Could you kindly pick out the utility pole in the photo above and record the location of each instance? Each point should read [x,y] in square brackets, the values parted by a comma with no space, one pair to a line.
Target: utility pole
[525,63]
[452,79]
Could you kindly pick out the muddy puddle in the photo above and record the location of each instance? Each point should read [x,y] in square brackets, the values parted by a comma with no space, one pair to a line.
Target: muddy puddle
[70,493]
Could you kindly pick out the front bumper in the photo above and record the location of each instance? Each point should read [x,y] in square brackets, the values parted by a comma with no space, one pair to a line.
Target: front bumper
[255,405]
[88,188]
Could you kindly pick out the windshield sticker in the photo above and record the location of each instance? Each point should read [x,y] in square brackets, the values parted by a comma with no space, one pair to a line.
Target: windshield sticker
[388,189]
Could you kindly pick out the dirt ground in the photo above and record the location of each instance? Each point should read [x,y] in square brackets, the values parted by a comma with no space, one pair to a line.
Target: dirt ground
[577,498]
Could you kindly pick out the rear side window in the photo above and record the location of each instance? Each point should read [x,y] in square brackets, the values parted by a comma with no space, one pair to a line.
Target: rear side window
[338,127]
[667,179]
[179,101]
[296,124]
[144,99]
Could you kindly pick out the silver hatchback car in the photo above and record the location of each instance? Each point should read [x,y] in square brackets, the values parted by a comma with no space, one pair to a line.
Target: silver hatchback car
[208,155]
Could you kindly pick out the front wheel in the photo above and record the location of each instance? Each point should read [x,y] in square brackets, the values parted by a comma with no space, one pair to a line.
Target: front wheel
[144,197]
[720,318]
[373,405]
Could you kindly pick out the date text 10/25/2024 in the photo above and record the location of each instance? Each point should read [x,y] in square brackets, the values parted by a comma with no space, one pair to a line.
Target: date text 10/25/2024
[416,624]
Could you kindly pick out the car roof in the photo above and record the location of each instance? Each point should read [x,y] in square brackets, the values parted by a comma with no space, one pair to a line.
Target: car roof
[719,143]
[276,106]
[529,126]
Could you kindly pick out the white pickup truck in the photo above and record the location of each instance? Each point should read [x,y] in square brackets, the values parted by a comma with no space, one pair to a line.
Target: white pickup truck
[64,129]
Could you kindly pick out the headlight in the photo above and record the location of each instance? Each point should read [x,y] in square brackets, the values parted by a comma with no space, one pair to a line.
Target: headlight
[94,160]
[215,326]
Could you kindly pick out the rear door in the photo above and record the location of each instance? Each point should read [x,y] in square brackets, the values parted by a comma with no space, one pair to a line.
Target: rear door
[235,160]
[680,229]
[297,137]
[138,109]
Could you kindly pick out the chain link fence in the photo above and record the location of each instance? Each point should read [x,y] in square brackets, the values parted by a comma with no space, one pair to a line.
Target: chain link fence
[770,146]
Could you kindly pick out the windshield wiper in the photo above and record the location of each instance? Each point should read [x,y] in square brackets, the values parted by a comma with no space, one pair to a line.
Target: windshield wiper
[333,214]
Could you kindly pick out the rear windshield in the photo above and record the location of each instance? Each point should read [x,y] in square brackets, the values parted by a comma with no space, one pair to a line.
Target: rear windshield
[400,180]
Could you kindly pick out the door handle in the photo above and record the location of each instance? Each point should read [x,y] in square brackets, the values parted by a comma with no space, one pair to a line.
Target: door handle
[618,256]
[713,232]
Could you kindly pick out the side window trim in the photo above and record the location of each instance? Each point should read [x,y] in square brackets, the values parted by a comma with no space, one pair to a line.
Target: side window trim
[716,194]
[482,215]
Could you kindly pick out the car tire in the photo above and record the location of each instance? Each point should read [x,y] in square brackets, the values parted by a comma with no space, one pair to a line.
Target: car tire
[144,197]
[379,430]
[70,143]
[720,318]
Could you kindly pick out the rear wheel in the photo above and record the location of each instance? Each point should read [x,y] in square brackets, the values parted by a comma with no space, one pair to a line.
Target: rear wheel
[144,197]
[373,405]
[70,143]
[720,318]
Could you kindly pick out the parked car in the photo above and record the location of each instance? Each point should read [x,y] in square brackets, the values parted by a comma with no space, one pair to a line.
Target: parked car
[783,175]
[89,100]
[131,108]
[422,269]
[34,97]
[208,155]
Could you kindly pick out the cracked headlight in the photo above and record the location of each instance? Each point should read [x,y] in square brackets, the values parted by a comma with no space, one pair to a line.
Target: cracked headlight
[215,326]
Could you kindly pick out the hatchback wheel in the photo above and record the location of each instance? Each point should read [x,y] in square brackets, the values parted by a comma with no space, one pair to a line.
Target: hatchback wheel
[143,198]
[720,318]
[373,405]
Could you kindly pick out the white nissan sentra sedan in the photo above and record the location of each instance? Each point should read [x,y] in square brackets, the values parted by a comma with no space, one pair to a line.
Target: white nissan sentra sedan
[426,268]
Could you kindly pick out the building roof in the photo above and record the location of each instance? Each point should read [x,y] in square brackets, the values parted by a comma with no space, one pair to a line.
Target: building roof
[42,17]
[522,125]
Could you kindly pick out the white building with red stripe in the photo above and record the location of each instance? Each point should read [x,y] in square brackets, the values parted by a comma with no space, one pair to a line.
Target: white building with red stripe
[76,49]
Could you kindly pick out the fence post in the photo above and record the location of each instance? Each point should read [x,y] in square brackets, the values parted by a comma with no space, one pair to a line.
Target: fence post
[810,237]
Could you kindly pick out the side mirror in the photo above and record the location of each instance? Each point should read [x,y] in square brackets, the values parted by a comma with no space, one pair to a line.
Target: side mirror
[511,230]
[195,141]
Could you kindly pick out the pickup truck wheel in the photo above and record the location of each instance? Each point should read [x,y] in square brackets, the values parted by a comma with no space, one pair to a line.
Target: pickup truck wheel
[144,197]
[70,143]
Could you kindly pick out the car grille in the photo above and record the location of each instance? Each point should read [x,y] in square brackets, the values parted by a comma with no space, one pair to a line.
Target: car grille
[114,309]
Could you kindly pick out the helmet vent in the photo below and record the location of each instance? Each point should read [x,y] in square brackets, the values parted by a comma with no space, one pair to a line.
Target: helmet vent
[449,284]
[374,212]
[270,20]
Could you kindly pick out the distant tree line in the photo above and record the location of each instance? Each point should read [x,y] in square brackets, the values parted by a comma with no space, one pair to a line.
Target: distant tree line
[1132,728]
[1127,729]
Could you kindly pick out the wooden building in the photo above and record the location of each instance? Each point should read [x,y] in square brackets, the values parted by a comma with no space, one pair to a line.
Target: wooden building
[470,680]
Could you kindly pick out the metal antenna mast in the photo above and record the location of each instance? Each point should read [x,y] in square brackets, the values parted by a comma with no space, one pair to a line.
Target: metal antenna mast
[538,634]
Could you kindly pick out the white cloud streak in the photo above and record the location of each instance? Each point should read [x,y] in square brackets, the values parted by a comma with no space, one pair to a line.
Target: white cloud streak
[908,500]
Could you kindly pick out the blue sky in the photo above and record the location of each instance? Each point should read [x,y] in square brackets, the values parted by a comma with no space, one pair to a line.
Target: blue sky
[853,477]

□ □ □

EXERCISE BRIEF: Your task is to restate all of the records above word for word.

RESPONSE BOX:
Could you kindly pick out the utility pole in the photo above and record the location of each instance? Each point should read [x,y] in square brackets, the values parted by a comma with no space, one pair to a line.
Target: utility pole
[525,63]
[452,79]
Could you kindly pick out the muddy puddle in the photo above and record the location of each instance? Each point should read [x,y] in square brackets, the values parted by a comma with no space, one pair to a line.
Target: muddy puddle
[70,493]
Could you kindly pick out the front bumper in the photo above and record the location of each instance? Each point should read [x,y] in square brackets, the values parted by a comma with no space, one pair to a line.
Target: front bumper
[255,405]
[88,188]
Could you kindly pick out the windshield sticker in the photo above and record the location of each instance? Each point should read [x,y] in square brackets, the values parted by a comma with no space, one pair to a line.
Target: windshield sticker
[388,189]
Could you kindly pick out the dirt ground in the photo above and record the location of each instance? Each point should read [x,y] in square brackets, the values parted by a comma with no space, one pair to a line.
Target: dirt ground
[577,498]
Could you kindly pick out the rear side window in the photo above and record the location of each instance? Each point should read [x,y] in square brackets, the values parted by a comma with no space, one pair to a line.
Target: rear side window
[338,127]
[667,179]
[179,101]
[296,124]
[144,99]
Could you kindly pick out the silver hatchback car in the photo above and record the location of each instance? Each point should read [x,y] in square brackets, the values parted by a comma with no space, one pair to a line.
Target: silver hatchback car
[208,155]
Could you kindly pick out the front wheel in the photo above and record the location of each instance? Each point should read [x,y] in square brackets, the values parted by a comma with no space, one pair to a line.
Target: front wheel
[144,197]
[720,318]
[373,405]
Could you kindly pick out the date text 10/25/2024 in the photo above and record the location of each instance? Each point should read [x,y] in square brackets, the values parted by a comma with no space, one pair to a line.
Target: date text 10/25/2024
[416,624]
Could you kindly pick out the car roof in the photo above and record the location of each instance? Each point should read [x,y] in square brackets, the values parted by a comma with no space, one pair to a line.
Target: car roof
[719,143]
[276,106]
[529,126]
Could you kindly pick out the white pickup truck in the photo above and record the location of each instance? Each point should read [x,y] in square brackets, the values parted by a comma with no space, one pair to a line.
Target: white pickup truck
[64,129]
Could you kindly pick out the headlight in the photo above and record the location of each instance? Each point should read [x,y] in square brackets, the values parted by a comma with no space, one pair to a line.
Target: headlight
[94,160]
[215,326]
Could you kindly pick out the rear door in the photo above and record the location of each instance? Each point should read [x,y] in square brackets, the values parted by a comma with no space, one pair to a line.
Target: rear door
[235,160]
[680,229]
[297,137]
[138,109]
Could you kindly pick out the chain link fence in the photo above and record the location of each instance? Each point should read [x,y] in square brackets, the values parted by a comma with no space, one pair to a line.
Target: chain link fence
[770,146]
Could you kindly pick out the windshield wiper in the photo above and record the location of each instance? Each point should read [x,y] in square brackets, the values parted by a comma with no space, one pair to a line.
Target: windshield wiper
[333,214]
Could you kindly pick out the rear windshield in the photo above and record the location of each instance? Each point should read [x,y] in square brackets, the values parted by a comma with no space, one pair to a line.
Target: rear windshield
[400,180]
Could you kindly pick out the door handle in the photo above and record the location of each instance? Each point should read [x,y] in square brackets, the values parted by a comma with no space, one pair to a line.
Target: door handle
[618,256]
[713,232]
Could you kindly pick out the side window trim in the photo above and record the location of each instance? Each point should read [x,y] in square brackets, the values parted by a comma with no space, one pair to a line.
Target: side window trim
[716,194]
[482,215]
Could you kindly pick out the car tire in the photo above and record the location of each instance? Each point should read [x,y] in square brackets, the values parted by a comma with no space, one pair to a line.
Target: car tire
[144,197]
[379,430]
[70,143]
[720,318]
Could you kindly pick out the rear wheel in the photo above and record the location of each instance? Each point should read [x,y] in square brackets, the values parted by a comma with no space, one pair to a line.
Target: rear wheel
[144,197]
[373,405]
[70,143]
[720,318]
Could you kindly pick out the parked car in the photo above and record the location of each instance? Each point should read [x,y] in square brackets, the values parted by a comma with no space, one pair to a line.
Target: parked car
[783,175]
[89,100]
[131,108]
[422,269]
[34,97]
[208,155]
Could you kindly pick out the cracked headlight in the photo above and record the location of each instance? Each point should read [x,y] in square brackets, the values parted by a comma with no space, one pair to a line.
Target: cracked headlight
[215,326]
Could you kindly pick out the hatchback wheel in the photo above and record the location of each instance? Each point should read [x,y] in square brackets, the values parted by a comma with no space, one pair to a line.
Target: hatchback wheel
[143,198]
[720,318]
[373,405]
Could you kindly pick out the white nissan sentra sedan in the photo above and record the location of each instance? Each point should read [x,y] in square brackets, the values parted by a comma with no space, one pair to a line.
Target: white nissan sentra sedan
[426,268]
Could you kindly pick out the building roof in the photo above and record the location of each instance? Each point should read [x,y] in square brackets, the values parted by a comma with no space, one pair to a line.
Target: building roof
[42,17]
[522,125]
Could you kindly pick out the white building with red stripe in the photo above and record the location of each instance? Each point should read [x,y] in square brackets, the values parted by a comma with no space, one pair to a line.
Target: white building with red stripe
[76,49]
Could you kindly pick out the fence post in the photo above and record the location of each instance? Each point should read [x,y] in square brackets, the values parted by a comma with no space, one pair to a line.
Target: fence post
[810,237]
Could you kindly pick out the side mirror in the photo above and record the location of each instance? Each point should read [x,y] in square brackets, the values parted by a comma with no space, one pair to a line.
Target: side mirror
[511,230]
[195,141]
Could you kindly pick out the pickup truck wheel in the photo above and record the location of each instance? Each point should read [x,y] in square brackets, the values parted by a comma with no space, one pair to a line.
Target: pickup truck wheel
[144,197]
[70,143]
Could you kindly pick out the car grille in the photo above and record the location of each instance? Each point should read [x,y] in square brackets, the values parted by a comma with no space, one pair to a line.
Target: car grille
[114,309]
Could you kindly pick out the helmet vent in the photo below and record the location of each instance? Each point should read [x,y] in square brackets, the values parted by a comma with no space, one pair to a line.
Target: helmet vent
[449,284]
[374,212]
[270,20]
Could you kindly pick out the distant tree line in the photo above and record the location of each instance? Each point should read [x,y] in square brackets, the values parted by a comma with no space, one pair to a line.
Target: distant tree line
[1132,728]
[1127,729]
Could you kindly pick out the wooden building in the photo above and record the location of each instance? Each point should read [x,y] in square brackets, the values parted by a comma with no space, one pair to a line.
Target: wooden building
[470,680]
Could you kindly pick out the metal antenna mast in the photo above and record the location of each instance? Each point should read [x,y] in square brackets, the values parted by a comma with no space, one pair to a line.
Target: metal antenna mast
[538,634]
Could you kindly pick out the white cloud streak in the photo above and record the location of each instance? Each point should read [x,y] in square brackets, the values parted by a comma with no space, one pair to a line.
Target: white cloud streak
[908,500]
Could you kindly pick out the blue sky in the photo above and record the location of each instance? Each point should read [x,y] in square brackets, the values parted by a comma with no space, one pair to a line.
Target: blue sky
[853,477]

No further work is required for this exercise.